What needs to be done:
Below are the entries; return exactly the line with "Where can the volleyball" and every later line, without anything else.
[Opening Supplied material section]
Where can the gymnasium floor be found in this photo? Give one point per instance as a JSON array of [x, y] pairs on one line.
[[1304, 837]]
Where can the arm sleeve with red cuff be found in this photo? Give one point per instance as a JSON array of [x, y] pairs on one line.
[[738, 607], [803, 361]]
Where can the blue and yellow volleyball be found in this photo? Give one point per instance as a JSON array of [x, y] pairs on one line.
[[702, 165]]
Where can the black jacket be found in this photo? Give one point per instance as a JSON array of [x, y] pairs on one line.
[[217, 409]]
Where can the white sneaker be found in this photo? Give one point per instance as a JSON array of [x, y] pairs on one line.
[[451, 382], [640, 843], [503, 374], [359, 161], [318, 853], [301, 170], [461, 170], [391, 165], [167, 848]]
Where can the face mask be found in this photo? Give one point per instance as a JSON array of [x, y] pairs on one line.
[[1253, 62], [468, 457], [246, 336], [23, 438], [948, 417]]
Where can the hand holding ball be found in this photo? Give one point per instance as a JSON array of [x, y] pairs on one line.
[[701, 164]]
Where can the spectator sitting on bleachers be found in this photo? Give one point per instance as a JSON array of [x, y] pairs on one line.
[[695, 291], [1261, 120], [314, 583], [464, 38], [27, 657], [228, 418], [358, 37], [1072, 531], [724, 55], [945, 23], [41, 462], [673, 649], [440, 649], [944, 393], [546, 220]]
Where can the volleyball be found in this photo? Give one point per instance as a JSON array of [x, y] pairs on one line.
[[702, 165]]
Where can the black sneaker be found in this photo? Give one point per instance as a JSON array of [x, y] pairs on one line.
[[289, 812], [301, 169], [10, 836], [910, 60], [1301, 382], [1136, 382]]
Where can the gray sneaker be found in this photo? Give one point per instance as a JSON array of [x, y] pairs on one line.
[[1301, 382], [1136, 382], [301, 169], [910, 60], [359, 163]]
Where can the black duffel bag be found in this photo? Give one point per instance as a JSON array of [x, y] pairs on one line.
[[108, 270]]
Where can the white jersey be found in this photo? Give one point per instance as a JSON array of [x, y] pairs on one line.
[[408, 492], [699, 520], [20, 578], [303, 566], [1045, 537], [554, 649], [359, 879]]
[Closing Supplied material section]
Answer for this exercise:
Where can the volleyball be found in this photo? Give one point per instance as a JSON array of [x, y] pairs on one line.
[[702, 165]]
Where can the black sneaker be found in this photo? Give one point per instance as a JSON array of [x, y] pairs on one line.
[[289, 812], [301, 169], [10, 836], [910, 60], [1301, 382], [1136, 382]]
Where can the gray sneaker be found in this photo? Give one point per instance as a JSON array of [x, y] pairs on one line.
[[1301, 382], [1136, 382], [301, 169], [910, 60], [359, 163]]
Where can the black duffel bag be found in this photo? Give one point per instance as a JSON array of [x, y] pairs on one line.
[[108, 270]]
Where can the white jersey be found in this photo? Give one point per instance as a JSON array of [x, y] pairs on one line.
[[408, 492], [699, 520], [20, 578], [303, 566], [1045, 537], [554, 649], [359, 879]]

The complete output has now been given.